▶ [RECORD EXTRACTS]

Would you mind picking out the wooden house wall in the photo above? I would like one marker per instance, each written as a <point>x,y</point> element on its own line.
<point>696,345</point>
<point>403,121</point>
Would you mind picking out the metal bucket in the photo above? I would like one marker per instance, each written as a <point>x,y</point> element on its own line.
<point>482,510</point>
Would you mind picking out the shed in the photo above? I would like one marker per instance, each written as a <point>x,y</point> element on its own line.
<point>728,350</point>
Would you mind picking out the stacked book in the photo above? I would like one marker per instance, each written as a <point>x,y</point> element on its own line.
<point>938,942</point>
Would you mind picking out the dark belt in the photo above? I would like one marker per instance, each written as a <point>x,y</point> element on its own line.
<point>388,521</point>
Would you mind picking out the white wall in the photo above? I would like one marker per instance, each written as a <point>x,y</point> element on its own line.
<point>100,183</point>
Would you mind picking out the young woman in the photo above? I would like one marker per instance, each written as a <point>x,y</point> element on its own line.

▶ [EXERCISE BRIEF] Retype the material above, line by line, exactly.

▶ [ANSWER TO THE PROBLEM]
Would you mind picking out the wooden house wall in the photo above? I would like one marker per instance, each written as a <point>x,y</point> element on its own line.
<point>696,345</point>
<point>403,121</point>
Would you mind picking out the metal bucket in the photo above? I would like one marker per instance, each written as a <point>x,y</point> element on its own line.
<point>482,510</point>
Would you mind picking out the shed in the photo above? I would like one marker per instance, each written as a <point>x,y</point> element on its own line.
<point>728,350</point>
Would you mind picking out the stacked book in the photo above? I would like one marker per instance, each written as a <point>x,y</point> element on its own line.
<point>938,942</point>
Would you mind picking out the dark belt in the photo above? I would like one marker per instance, each written as a <point>x,y</point> element on its own line.
<point>388,521</point>
Would you mind picking out the white wall in the photo above? I would like one marker per instance, each written as a <point>x,y</point> element on its own line.
<point>100,183</point>
Would you mind picking out the young woman in the photo above? I would like one marker per instance, each written as a <point>x,y</point> element on its own line.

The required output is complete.